Data to examine START
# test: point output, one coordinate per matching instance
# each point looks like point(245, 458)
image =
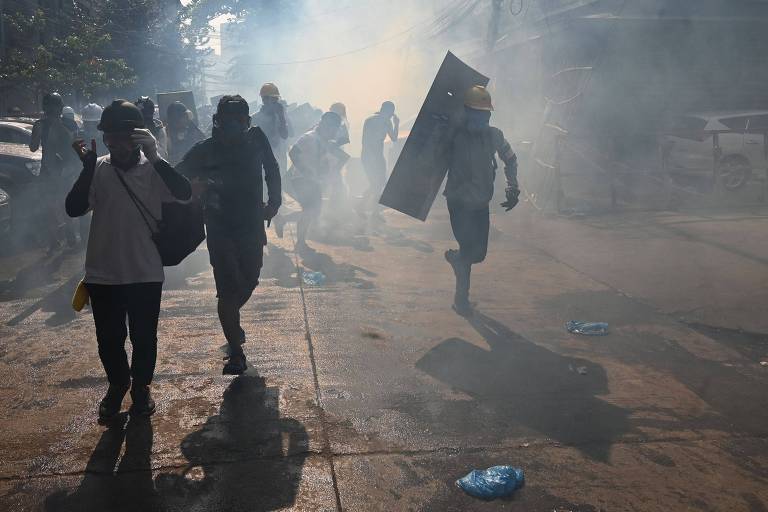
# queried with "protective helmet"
point(387, 107)
point(52, 100)
point(232, 104)
point(340, 109)
point(176, 110)
point(92, 112)
point(332, 119)
point(478, 98)
point(145, 103)
point(269, 90)
point(121, 116)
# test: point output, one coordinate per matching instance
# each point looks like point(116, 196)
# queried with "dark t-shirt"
point(234, 198)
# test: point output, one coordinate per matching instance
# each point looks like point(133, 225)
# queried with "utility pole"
point(493, 25)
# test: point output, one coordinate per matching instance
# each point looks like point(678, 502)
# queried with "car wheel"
point(735, 172)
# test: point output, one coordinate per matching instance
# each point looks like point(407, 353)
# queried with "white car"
point(15, 132)
point(689, 147)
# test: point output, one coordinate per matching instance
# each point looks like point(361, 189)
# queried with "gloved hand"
point(512, 194)
point(269, 212)
point(148, 143)
point(87, 156)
Data to examine END
#### Problem statement:
A word-for-word copy of all the data, without pictures, is the expected output.

#### Exercise response:
# test: point output, one coordinate per matching instance
# each point looks like point(245, 458)
image =
# queried with "protective helmet"
point(387, 107)
point(52, 100)
point(232, 104)
point(340, 109)
point(176, 110)
point(92, 112)
point(332, 119)
point(478, 98)
point(145, 103)
point(269, 90)
point(121, 116)
# test: point output, one coordinate per matching instance
# each point looks like point(116, 196)
# queried with "dark t-shirt"
point(234, 198)
# test: point output, one coordinate per matching instance
# each point looks like point(133, 225)
# queried with "utility pole"
point(493, 25)
# test: point output, one coordinate per matching instance
# each point looks like point(678, 502)
# queried with "car wheel"
point(735, 172)
# test: point output, one coordinate per matching instance
# each point looks like point(407, 353)
# queried with "white car"
point(15, 132)
point(689, 147)
# test: point output, one coordinate per matching instance
# each point looks like point(361, 189)
# queried with "gloved hand"
point(512, 194)
point(269, 212)
point(148, 143)
point(87, 156)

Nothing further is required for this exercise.